=== Goal ===
Update the rows below by replacing every occurrence of "simplified polygon" with "closed polygon" and keeping everything else unchanged. Omit the pictures from your copy.

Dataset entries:
────────────────────

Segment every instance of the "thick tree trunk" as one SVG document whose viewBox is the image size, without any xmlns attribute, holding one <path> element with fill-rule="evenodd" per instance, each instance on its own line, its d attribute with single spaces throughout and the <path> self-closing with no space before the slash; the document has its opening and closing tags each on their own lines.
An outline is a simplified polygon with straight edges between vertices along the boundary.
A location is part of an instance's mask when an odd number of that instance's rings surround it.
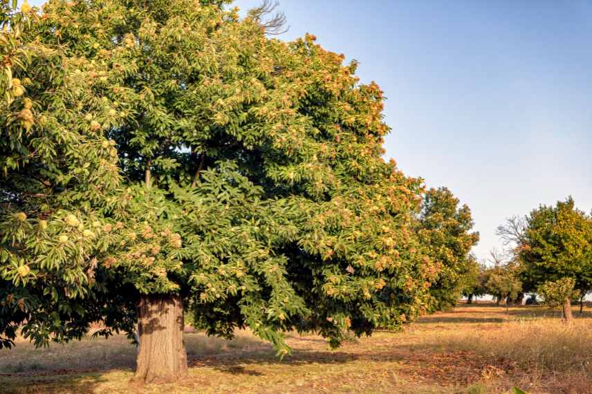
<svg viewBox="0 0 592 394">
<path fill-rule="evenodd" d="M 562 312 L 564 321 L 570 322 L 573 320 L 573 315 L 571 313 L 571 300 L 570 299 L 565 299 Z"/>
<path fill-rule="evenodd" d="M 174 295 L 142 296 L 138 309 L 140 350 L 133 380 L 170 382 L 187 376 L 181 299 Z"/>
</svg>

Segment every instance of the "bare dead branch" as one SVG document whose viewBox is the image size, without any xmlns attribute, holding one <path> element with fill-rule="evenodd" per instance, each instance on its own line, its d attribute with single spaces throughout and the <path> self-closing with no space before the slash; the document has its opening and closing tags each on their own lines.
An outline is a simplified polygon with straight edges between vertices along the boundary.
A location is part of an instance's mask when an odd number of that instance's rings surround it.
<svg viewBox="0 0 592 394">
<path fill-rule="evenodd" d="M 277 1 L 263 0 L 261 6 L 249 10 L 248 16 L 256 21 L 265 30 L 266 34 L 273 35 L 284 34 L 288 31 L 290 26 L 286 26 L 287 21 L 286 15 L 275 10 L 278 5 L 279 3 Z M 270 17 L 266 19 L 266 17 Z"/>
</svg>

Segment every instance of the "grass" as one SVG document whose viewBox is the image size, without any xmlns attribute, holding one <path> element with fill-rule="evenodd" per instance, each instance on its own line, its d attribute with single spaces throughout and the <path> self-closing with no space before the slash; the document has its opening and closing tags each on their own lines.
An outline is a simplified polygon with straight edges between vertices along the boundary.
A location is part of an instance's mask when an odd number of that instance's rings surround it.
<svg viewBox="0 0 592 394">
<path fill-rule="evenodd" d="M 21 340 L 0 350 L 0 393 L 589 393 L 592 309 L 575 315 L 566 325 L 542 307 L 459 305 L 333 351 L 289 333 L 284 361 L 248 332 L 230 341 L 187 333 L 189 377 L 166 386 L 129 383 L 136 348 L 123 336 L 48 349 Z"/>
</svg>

────────────────────

=== Result of this task ===
Segment every instance of the "thick tree trunk" as one SVG document whose viewBox is the image size, without any xmlns attribute, holding one <path> element with fill-rule="evenodd" per instance, each instance on its own line, its d attribute with single spaces throughout and the <path> self-closing with no space before the slash; the document has its opening and closing tags each on their own lines.
An outline is a closed polygon with straight edges between vertices along the boundary.
A location is part of an instance's mask when an odd number of that instance's rings surround it.
<svg viewBox="0 0 592 394">
<path fill-rule="evenodd" d="M 562 312 L 564 321 L 570 322 L 573 320 L 573 315 L 571 313 L 571 300 L 570 299 L 565 299 Z"/>
<path fill-rule="evenodd" d="M 174 295 L 142 296 L 138 309 L 140 350 L 133 380 L 170 382 L 187 376 L 181 299 Z"/>
</svg>

Segment every instance of the "bare dead branch" as one SVG document whose viewBox is the image size, without any xmlns attribute, holding one <path> element with fill-rule="evenodd" per instance, each instance on its own line, its d attribute with single spaces throughout and the <path> self-closing with no space before the slash; the document has its opening and closing tags each on their own lines.
An outline is a closed polygon with straight edges between vertices along the boundary.
A location is part of an instance's mask when an odd number of that instance's rings surround it.
<svg viewBox="0 0 592 394">
<path fill-rule="evenodd" d="M 277 1 L 263 0 L 261 6 L 249 10 L 248 16 L 256 21 L 265 30 L 266 34 L 273 35 L 284 34 L 288 31 L 290 26 L 286 26 L 287 21 L 286 15 L 275 10 L 278 5 L 279 3 Z M 270 17 L 266 19 L 266 17 Z"/>
</svg>

Segment every instance of the "grass" as one SVG document whose viewBox is the image size, without any xmlns attribute, holding one <path> element with fill-rule="evenodd" per instance, each instance on its own line, its d attribute with single spaces throughout and the <path> self-closing with no space before the slash; the document has its opening and closing tags each on their own lines.
An outline is a closed polygon with straight edges between vertices along the boundary.
A location is part of an instance's mask when an odd number of that instance's rings surround it.
<svg viewBox="0 0 592 394">
<path fill-rule="evenodd" d="M 21 340 L 0 350 L 0 393 L 589 393 L 592 309 L 575 315 L 566 325 L 542 307 L 459 305 L 333 351 L 289 333 L 284 361 L 248 332 L 230 341 L 187 333 L 189 377 L 166 386 L 129 383 L 136 348 L 123 336 L 48 349 Z"/>
</svg>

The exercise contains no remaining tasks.